Set exercise A
Using the crypto-and-quant passage, decide whether each statement below agrees with it. Answer yes or no for each, quoting the deciding words. (i) Jesus Rodriguez is a guest lecturer at Columbia University. (ii) Bitcoin appeared during a dull period for capital markets. (iii) Money is moving each year out of quant vehicles and into discretionary funds.

Jesus Rodriguez is the CEO of IntoTheBlock, a market intelligence platform for crypto assets. He has held leadership roles at major technology companies and hedge funds. He is an active investor, speaker, author and guest lecturer at Columbia University in New York.
The terms “crypto” and “quant” seem to go perfectly together. Bitcoin and crypto assets were born during one of the most exciting times in capital markets coinciding with the golden era of quantitative finance. The technological acceleration caused by movements such as cloud computing and big data together with the renaissance of machine learning have collided to cause the perfect storm in favor of the quant revolution. Billions of dollars are shifting hands every year from discretionary funds into quant vehicles, and Wall Street cannot hire mathematicians and machine learning experts fast enough.

Data shown
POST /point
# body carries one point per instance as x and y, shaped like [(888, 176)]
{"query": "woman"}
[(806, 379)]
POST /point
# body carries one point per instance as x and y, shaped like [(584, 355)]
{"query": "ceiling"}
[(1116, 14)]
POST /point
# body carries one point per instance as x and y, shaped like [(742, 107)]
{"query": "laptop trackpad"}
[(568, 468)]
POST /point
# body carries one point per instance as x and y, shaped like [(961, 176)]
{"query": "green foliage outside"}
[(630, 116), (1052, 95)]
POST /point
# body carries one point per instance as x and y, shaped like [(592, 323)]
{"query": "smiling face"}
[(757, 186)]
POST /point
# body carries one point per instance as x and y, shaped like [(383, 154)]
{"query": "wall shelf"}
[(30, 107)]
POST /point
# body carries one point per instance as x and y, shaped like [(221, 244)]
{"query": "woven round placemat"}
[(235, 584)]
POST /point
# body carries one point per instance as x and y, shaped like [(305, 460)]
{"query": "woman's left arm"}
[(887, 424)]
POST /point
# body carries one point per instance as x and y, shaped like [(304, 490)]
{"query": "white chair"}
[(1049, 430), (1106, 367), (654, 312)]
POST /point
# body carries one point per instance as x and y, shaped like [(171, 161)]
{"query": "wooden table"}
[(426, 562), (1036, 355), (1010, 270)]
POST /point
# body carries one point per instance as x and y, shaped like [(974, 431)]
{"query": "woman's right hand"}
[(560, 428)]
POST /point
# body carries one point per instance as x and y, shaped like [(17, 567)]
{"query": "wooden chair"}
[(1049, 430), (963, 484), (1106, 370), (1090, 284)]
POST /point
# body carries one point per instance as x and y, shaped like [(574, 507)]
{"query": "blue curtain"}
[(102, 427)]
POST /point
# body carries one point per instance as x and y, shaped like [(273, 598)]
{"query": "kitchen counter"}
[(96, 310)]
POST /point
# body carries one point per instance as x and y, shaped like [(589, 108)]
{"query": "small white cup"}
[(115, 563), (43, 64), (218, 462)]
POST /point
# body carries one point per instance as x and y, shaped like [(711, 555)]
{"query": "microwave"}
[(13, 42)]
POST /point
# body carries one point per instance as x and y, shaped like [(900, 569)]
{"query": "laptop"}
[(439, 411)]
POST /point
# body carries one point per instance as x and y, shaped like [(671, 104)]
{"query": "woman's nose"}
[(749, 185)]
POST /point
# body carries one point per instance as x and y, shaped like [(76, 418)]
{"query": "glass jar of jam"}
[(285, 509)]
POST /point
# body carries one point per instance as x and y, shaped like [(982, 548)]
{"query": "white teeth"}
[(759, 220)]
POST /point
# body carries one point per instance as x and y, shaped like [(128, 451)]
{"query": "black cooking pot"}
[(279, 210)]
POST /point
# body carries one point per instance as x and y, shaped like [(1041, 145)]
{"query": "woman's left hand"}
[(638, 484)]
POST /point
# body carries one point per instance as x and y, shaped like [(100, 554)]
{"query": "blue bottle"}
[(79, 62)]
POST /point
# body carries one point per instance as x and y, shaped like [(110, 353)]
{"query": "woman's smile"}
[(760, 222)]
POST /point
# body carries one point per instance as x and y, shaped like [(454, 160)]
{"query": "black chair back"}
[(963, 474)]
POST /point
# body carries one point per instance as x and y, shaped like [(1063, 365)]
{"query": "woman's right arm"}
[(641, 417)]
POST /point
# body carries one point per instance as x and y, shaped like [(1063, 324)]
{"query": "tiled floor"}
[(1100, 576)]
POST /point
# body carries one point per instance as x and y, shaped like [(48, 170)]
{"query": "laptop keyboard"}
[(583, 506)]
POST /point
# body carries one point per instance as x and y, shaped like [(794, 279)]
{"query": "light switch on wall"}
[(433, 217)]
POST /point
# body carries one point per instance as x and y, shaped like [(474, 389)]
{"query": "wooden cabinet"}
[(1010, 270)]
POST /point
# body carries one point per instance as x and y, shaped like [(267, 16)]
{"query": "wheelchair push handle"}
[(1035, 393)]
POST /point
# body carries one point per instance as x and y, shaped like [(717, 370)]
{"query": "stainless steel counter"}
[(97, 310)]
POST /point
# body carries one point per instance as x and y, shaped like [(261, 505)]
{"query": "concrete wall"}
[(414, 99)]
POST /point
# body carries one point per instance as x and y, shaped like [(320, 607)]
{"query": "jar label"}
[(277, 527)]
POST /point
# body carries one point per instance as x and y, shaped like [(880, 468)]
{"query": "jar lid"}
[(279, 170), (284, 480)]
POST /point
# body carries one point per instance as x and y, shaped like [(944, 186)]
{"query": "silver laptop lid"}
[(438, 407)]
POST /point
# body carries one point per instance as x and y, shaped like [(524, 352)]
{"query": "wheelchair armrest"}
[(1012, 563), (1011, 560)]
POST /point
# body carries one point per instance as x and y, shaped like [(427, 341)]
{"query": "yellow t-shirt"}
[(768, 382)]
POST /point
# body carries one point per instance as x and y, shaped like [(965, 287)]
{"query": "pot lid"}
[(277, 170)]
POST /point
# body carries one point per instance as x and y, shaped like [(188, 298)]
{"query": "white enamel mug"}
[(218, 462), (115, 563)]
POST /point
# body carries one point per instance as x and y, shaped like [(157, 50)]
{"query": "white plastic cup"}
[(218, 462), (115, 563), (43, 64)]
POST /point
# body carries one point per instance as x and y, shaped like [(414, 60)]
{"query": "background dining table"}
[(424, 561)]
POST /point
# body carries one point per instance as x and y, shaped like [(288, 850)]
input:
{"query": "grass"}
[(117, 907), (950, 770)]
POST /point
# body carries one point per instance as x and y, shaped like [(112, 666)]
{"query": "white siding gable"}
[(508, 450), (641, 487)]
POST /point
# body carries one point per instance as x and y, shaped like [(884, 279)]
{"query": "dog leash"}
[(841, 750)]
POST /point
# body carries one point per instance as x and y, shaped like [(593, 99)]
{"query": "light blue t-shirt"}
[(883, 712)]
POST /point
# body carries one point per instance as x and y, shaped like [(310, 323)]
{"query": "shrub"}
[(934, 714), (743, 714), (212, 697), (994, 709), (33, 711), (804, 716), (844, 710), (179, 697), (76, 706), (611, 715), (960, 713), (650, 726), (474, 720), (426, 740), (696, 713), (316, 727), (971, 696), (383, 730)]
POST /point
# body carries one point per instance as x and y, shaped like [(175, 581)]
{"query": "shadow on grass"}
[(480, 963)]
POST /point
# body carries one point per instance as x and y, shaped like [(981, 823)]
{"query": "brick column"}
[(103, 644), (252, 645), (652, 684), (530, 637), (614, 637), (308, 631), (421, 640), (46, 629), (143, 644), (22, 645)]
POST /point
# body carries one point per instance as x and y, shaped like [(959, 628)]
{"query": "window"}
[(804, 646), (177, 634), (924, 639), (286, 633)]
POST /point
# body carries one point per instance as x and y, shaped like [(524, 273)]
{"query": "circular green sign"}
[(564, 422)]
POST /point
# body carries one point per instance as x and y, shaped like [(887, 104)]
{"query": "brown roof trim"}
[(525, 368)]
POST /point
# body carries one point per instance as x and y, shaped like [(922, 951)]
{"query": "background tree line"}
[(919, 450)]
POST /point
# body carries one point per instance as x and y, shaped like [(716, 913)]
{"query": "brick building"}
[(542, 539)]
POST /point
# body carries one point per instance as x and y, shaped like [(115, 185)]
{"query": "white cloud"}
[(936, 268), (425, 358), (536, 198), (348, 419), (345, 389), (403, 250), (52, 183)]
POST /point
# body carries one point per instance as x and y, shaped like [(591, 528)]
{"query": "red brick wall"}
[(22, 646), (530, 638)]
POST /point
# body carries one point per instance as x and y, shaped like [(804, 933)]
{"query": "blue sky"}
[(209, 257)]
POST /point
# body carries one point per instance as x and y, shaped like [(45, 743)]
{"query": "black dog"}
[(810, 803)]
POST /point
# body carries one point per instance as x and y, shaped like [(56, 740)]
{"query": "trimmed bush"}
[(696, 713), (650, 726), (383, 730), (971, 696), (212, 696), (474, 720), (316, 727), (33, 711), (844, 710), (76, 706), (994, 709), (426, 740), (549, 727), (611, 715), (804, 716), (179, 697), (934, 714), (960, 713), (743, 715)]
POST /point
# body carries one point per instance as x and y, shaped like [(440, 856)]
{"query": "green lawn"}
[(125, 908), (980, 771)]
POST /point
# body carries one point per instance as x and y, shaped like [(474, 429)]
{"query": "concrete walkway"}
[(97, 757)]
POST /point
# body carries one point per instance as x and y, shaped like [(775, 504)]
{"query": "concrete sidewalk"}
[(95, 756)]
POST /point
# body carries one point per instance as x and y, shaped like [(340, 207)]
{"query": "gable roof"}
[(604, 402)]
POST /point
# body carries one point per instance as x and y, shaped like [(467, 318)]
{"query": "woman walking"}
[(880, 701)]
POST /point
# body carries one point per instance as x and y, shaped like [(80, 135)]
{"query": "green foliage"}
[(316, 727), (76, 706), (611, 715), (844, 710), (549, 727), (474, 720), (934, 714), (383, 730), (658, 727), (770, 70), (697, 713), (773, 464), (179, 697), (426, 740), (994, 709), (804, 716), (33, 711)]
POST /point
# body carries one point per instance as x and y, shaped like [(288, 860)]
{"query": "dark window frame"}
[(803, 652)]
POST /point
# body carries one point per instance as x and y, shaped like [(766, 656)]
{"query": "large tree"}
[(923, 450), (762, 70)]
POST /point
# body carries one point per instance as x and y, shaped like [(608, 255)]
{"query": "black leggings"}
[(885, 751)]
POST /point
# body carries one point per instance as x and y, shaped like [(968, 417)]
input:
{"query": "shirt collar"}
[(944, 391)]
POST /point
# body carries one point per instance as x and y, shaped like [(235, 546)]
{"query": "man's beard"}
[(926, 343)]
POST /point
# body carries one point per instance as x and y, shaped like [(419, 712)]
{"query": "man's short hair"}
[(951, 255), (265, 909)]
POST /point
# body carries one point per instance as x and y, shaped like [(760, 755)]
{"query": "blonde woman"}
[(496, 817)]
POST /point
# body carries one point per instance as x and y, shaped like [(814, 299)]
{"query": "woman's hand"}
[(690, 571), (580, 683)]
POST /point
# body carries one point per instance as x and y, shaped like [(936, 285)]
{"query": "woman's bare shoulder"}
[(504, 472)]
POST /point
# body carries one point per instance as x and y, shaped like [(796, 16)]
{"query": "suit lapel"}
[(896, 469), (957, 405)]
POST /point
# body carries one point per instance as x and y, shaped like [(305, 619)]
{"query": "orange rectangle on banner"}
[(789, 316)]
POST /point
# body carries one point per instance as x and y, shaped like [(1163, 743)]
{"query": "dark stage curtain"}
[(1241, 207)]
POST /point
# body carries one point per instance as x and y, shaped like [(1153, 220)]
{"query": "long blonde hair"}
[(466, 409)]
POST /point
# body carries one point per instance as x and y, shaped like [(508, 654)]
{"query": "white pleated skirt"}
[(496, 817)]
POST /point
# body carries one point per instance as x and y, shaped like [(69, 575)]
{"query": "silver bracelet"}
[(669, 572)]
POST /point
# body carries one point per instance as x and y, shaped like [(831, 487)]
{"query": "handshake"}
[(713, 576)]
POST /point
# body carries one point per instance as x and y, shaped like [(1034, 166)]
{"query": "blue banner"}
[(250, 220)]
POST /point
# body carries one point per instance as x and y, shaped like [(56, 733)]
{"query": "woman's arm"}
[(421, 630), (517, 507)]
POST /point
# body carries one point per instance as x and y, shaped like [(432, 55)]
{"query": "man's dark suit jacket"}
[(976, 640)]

Set exercise B
Filter the listing above down to the lines that contain the string "right".

Full output A
(i) Yes: "guest lecturer at Columbia University in New York"
(ii) No: "Bitcoin and crypto assets were born during one of the most exciting times in capital markets"
(iii) No: "Billions of dollars are shifting hands every year from discretionary funds into quant vehicles"

Full output B
{"query": "woman's right hand"}
{"query": "woman's right arm"}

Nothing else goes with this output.